[Problem A] In the article on coal below, what year did the Ontario premier promise for the end of coal plants in the province?
[Problem B] From the article on coal below, copy the passage from "Coal the Hard" to "60 per cent." word for word.
[Problem C] Write the next part of the article on coal below, picking up after its last sentence.
(Extract begins)
Coal the Hard Truth
Written almost 90 years apart, a pair of muckraking books neatly frames the messy debate over the consequences of the `dirty rock’ – and its stubbornly prominent role in our future
The Ontario government recently announced it would not be installing “scrubbers” in the province’s coal-fired power plants, technology that could reduce toxic smog-causing emissions by 60 per cent.
And why not? Because coal plants are supposedly not long for Ontario, their demise in this province promised for 2014 just last week by Premier Dalton McGuinty.
Still, some wonder if reports of their impending death are exaggerated, since the funeral was once set for this year (a promise the current government campaigned on), then initially extended to 2009.
As a shortcut to making cheap electricity, we got seriously hooked on the dirty rock more than a hundred years ago and we’re still trying to wean ourselves off. Although we tend to think of coal as a thing of the past, with a few outmoded plants still lingering around as anachronisms, in fact we burn more coal than ever before.
All signs point to still more coal consumption, with coal now being billed, particularly in the United States, as a homegrown alternative to expensive foreign oil.
Coal has always had its hidden, ugly side. From the very beginning, while we were delighting in the novelty of electric appliances at world’s fairs and the convenience of nighttime lighting, coal was responsible for human misery.
About 100,000 people died in American coal mines in the 20th century, and “black lung” is thought to be responsible for an estimated 200,000 more American deaths over that span. That has been merely one of the hidden costs of keeping the lights on.
Novelist Upton Sinclair investigated the rock’s dark underbelly in his muckraking book King Coal in 1917. The book (currently in print but pictured below in an early edition) is fiction but based on a 1913-14 coal miners’ strike. Despite harsh realities of fighting powerful King Coal, Sinclair remained hopeful. He felt the injustices of men being cheated out of their full pay, and worked to the bone in life-threatening conditions, could be overcome through solidarity. In most of Sinclair’s books, there is only one real hero, socialism as he understood it, and in the end it always prevailed….
(Extract ends)
(Information provided begins)
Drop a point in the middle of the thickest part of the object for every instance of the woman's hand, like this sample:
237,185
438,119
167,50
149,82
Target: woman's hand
(Information provided ends)
[Expected answer A] 2014

[Expected answer B]
Coal the Hard Truth
Written almost 90 years apart, a pair of muckraking books neatly frames the messy debate over the consequences of the `dirty rock’ – and its stubbornly prominent role in our future
The Ontario government recently announced it would not be installing “scrubbers” in the province’s coal-fired power plants, technology that could reduce toxic smog-causing emissions by 60 per cent.

[Expected answer C]
Fast forward to the present, where lately the dirty little rock has been examined by New York Times Magazine writer Jeff Goodell, in Big Coal: The Dirty Secret Behind America’s Energy Future.
In Goodell’s story, the modern “King Coal” is the real-life Don Blankenship, president, CEO and chair of Massey Energy, a U.S. company with 19 mining facilities in West Virginia, Virginia, and Kentucky. Blankenship’s a small-town-poor-kid-made-good who pulled himself up by his own bootstraps and is, incidentally, a descendent of those McCoys who kept feuding with the Hatfields.
At times, Blankenship tries to do good work; for instance, he gives out toys to children in Madison, W. Va., location of one of the company’s operations. In the real-life tale Maria Gunnoe plays the “David” role. She’s a vocal resident who has been campaigning against the environmental fallout from Massey’s operations.
By Goodell’s account,Gunnoe’s activism made her unpopular in some quarters – in suspicious incidents her car’s brake lines were slashed and the family dog found dead.
The devastation Gunnoe describes to Goodell is a result of the ways mining has changed (improved to some, much worse to others) over the years. For instance, in an effort to minimize the expense and danger involved in going into underground pits, it’s become common to simply cut the top off the mountain and lift the coal out (“mountain top removal,” in mine-speak).